Verilen metin –
──────
HMK’nın 17. Maddesi gereği taraflarca aksi kararlaştırılmadıkça davanın sadece sözleşmeyle belirlenen bu mahkemelerde açılması gerekir. Taraflarca aksinin kararlaştırılmadığı, davalının süresi içinde yetki ilk itirazında bulunmasından anlaşılmaktadır. Davalı tarafça yetki itirazının kötüniyetli olduğu belirtilmiş ise de imzaya yönelik herhangi bir itiraz bulunmayan sözleşmenin geçerliliği konusunda şüphe bulunmamaktadır. Hal böyle iken davalı ile davacı arasında akdedilen sözleşmenin 11. md gereğince sözleşmenin uygulanmasından doğacak tüm ihtilafların çözümlenmesinde Ankara Mahkemelerinin yetkili olduğu anlaşılmakla mahkememizin yetkisizliğine karar vermek gerekmiş ve aşağıdaki şekilde hüküm kurulmuştur.
──────
Verilen malzeme –
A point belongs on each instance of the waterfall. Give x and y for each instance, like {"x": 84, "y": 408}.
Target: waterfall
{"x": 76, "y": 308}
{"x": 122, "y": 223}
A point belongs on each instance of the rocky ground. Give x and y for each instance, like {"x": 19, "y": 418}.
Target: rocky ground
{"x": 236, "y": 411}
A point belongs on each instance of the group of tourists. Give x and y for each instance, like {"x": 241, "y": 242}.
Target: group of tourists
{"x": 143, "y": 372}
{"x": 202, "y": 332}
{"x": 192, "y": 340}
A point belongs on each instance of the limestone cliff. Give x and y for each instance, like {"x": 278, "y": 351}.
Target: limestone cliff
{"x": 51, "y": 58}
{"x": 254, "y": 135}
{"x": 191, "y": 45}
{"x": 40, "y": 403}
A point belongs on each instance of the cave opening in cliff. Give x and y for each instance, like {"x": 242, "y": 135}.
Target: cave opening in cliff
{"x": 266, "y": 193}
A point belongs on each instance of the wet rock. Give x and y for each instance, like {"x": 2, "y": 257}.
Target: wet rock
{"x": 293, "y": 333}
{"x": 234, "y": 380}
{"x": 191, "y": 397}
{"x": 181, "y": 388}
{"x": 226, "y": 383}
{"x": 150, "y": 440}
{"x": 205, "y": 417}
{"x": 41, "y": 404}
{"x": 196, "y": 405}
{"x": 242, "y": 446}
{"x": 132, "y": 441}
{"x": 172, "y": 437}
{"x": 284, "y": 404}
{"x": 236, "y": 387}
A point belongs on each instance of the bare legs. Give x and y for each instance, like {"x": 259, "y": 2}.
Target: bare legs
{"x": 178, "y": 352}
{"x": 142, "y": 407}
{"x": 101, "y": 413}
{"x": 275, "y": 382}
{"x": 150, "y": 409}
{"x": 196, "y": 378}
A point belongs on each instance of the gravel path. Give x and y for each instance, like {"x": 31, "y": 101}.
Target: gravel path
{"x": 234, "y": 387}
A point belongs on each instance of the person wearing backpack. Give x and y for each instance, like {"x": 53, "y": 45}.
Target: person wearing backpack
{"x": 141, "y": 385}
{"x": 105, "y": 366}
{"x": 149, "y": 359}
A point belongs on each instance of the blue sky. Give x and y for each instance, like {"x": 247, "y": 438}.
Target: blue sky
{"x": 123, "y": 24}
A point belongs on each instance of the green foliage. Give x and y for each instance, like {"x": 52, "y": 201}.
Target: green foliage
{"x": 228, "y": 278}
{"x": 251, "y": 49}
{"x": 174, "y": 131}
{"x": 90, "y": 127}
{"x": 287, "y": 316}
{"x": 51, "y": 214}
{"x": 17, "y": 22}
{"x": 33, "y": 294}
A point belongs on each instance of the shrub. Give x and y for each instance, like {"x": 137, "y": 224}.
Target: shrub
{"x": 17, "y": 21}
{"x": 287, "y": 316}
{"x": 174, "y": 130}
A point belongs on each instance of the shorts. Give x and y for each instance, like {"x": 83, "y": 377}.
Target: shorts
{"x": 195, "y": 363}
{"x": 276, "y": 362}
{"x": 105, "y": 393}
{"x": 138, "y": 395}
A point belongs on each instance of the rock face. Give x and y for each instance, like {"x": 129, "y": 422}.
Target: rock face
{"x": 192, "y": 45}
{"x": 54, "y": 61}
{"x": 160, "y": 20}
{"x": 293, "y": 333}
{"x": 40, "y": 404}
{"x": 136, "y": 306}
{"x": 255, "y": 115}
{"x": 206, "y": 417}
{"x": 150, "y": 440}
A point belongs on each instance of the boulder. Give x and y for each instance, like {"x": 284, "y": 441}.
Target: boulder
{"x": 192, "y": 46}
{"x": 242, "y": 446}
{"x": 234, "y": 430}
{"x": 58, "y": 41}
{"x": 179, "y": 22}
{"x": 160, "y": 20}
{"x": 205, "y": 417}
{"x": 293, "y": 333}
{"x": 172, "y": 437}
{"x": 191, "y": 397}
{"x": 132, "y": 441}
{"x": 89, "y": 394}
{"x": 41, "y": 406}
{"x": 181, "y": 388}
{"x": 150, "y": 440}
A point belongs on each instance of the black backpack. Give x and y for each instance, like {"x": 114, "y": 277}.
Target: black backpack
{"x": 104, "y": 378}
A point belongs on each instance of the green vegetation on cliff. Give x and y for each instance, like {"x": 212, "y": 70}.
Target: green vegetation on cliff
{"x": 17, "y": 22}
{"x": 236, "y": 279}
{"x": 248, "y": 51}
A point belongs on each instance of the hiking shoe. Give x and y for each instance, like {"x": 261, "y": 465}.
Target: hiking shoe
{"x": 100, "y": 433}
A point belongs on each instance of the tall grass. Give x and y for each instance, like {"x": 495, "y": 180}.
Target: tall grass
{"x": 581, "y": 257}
──────
Yazılı görevler –
1 – Karar metninde "HMK’nın 17. Maddesi" ile başlayıp "şekilde hüküm kurulmuştur." ile biten kısmı aynen tekrarlayın.
2 – Karar metnine göre, sözleşmenin 11. maddesi uyarınca sözleşmenin uygulanmasından doğacak ihtilafların çözümünde hangi mahkemeler yetkilidir?
Satırlara gerek yoktur.

Sorunların çözümleri –
1 –
HMK’nın 17. Maddesi gereği taraflarca aksi kararlaştırılmadıkça davanın sadece sözleşmeyle belirlenen bu mahkemelerde açılması gerekir. Taraflarca aksinin kararlaştırılmadığı, davalının süresi içinde yetki ilk itirazında bulunmasından anlaşılmaktadır. Davalı tarafça yetki itirazının kötüniyetli olduğu belirtilmiş ise de imzaya yönelik herhangi bir itiraz bulunmayan sözleşmenin geçerliliği konusunda şüphe bulunmamaktadır. Hal böyle iken davalı ile davacı arasında akdedilen sözleşmenin 11. md gereğince sözleşmenin uygulanmasından doğacak tüm ihtilafların çözümlenmesinde Ankara Mahkemelerinin yetkili olduğu anlaşılmakla mahkememizin yetkisizliğine karar vermek gerekmiş ve aşağıdaki şekilde hüküm kurulmuştur.

2 – Ankara Mahkemeleri yetkilidir.